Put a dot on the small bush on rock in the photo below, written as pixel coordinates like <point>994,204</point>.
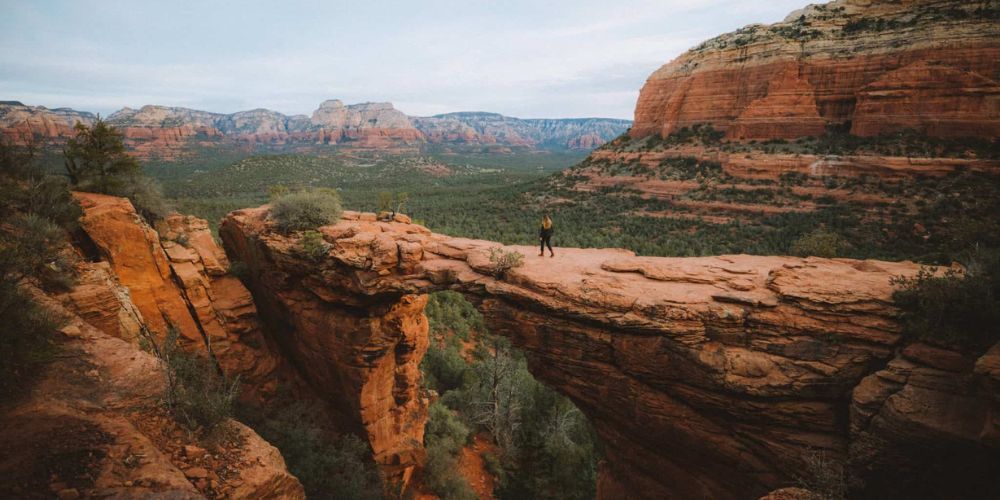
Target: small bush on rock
<point>954,308</point>
<point>313,246</point>
<point>503,261</point>
<point>306,209</point>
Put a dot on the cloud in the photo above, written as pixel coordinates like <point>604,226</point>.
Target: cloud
<point>524,58</point>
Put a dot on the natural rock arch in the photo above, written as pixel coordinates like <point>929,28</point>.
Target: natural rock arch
<point>704,377</point>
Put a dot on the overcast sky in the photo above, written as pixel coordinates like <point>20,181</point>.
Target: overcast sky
<point>530,58</point>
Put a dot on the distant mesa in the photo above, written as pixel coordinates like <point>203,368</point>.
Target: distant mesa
<point>165,131</point>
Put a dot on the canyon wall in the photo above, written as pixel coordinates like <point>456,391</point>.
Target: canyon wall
<point>713,377</point>
<point>179,280</point>
<point>927,65</point>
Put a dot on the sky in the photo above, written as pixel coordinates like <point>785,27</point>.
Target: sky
<point>524,58</point>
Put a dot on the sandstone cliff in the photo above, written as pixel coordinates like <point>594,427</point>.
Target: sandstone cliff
<point>92,427</point>
<point>704,377</point>
<point>18,121</point>
<point>929,65</point>
<point>181,281</point>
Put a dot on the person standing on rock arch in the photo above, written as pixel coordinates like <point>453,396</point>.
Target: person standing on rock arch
<point>545,236</point>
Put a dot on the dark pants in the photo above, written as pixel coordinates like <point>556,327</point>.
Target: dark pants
<point>546,241</point>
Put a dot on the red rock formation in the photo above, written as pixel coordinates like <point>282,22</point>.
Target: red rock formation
<point>132,248</point>
<point>924,64</point>
<point>704,377</point>
<point>181,280</point>
<point>931,97</point>
<point>361,353</point>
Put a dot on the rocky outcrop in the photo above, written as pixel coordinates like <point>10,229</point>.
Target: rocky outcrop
<point>493,128</point>
<point>932,405</point>
<point>92,426</point>
<point>19,122</point>
<point>178,278</point>
<point>704,377</point>
<point>360,353</point>
<point>929,65</point>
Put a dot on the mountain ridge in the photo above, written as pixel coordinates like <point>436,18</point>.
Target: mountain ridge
<point>157,130</point>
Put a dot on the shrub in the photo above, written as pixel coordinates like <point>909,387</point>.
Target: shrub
<point>306,209</point>
<point>955,309</point>
<point>503,261</point>
<point>240,270</point>
<point>823,476</point>
<point>445,369</point>
<point>445,436</point>
<point>198,395</point>
<point>328,467</point>
<point>276,191</point>
<point>313,246</point>
<point>819,243</point>
<point>25,338</point>
<point>96,160</point>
....................
Written problem: Rewrite every one of the rows above as a numbered list, skipping blank lines and leaving out the picture.

Finished exercise:
1. Put a dot on the small bush on rock in the photo below, written as pixel coordinates like <point>994,204</point>.
2. Target: small bush on rock
3. <point>954,308</point>
4. <point>313,246</point>
5. <point>503,261</point>
6. <point>306,209</point>
7. Put a dot on the cloud in the photo above, written as pixel coordinates like <point>604,226</point>.
8. Target: cloud
9. <point>524,58</point>
10. Put a dot on the natural rock arch in the photo above, written as pixel coordinates like <point>929,28</point>.
11. Target: natural rock arch
12. <point>704,377</point>
13. Put a dot on the overcast sky in the photo above, written as pixel coordinates like <point>20,181</point>.
14. Target: overcast sky
15. <point>530,58</point>
16. Put a dot on the distant mesa in the photo above, written as pixel coordinates like <point>203,368</point>.
17. Target: distant mesa
18. <point>165,131</point>
19. Put a dot on the canyon wall in the photo above, written as pixel coordinates like <point>456,391</point>.
20. Target: canyon wall
21. <point>713,377</point>
22. <point>179,280</point>
23. <point>927,65</point>
24. Put a dot on the sky in the photo above, written as pixel coordinates like <point>785,27</point>.
25. Target: sky
26. <point>524,58</point>
27. Put a dot on the sandstone cliff in the photo above, written as pixel coordinates like <point>594,427</point>.
28. Target: sandstone cliff
29. <point>92,427</point>
30. <point>704,377</point>
31. <point>18,121</point>
32. <point>929,65</point>
33. <point>181,281</point>
34. Put a dot on the person standing on rock arch in the photo above, written as pixel coordinates like <point>453,396</point>.
35. Target: person standing on rock arch
36. <point>545,236</point>
37. Put a dot on the dark pants in the photo above, written as pixel coordinates like <point>556,327</point>.
38. Target: dark pants
39. <point>546,241</point>
40. Put a dot on the red rock formation in the photo above, written as pixel coordinates like <point>282,22</point>.
41. Target: red rock formation
42. <point>132,248</point>
43. <point>924,64</point>
44. <point>704,377</point>
45. <point>181,280</point>
46. <point>931,97</point>
47. <point>361,353</point>
48. Put a dot on the rocky outcrop in the photo above, written as pixel coordinates like <point>10,229</point>.
49. Target: rocky outcrop
50. <point>493,128</point>
51. <point>932,405</point>
52. <point>92,426</point>
53. <point>19,122</point>
54. <point>178,278</point>
55. <point>704,377</point>
56. <point>360,353</point>
57. <point>929,65</point>
58. Put a dot on the mountain ridge in the photo above, written as pixel coordinates like <point>436,18</point>.
59. Target: mountain ridge
60. <point>157,130</point>
61. Put a dot on the shrub in the photo above, written as pixel coordinates like <point>909,387</point>.
62. Target: shrub
63. <point>306,209</point>
64. <point>955,309</point>
65. <point>503,261</point>
66. <point>240,270</point>
67. <point>823,476</point>
68. <point>445,369</point>
69. <point>445,436</point>
70. <point>198,395</point>
71. <point>328,467</point>
72. <point>276,191</point>
73. <point>313,246</point>
74. <point>819,243</point>
75. <point>25,338</point>
76. <point>96,160</point>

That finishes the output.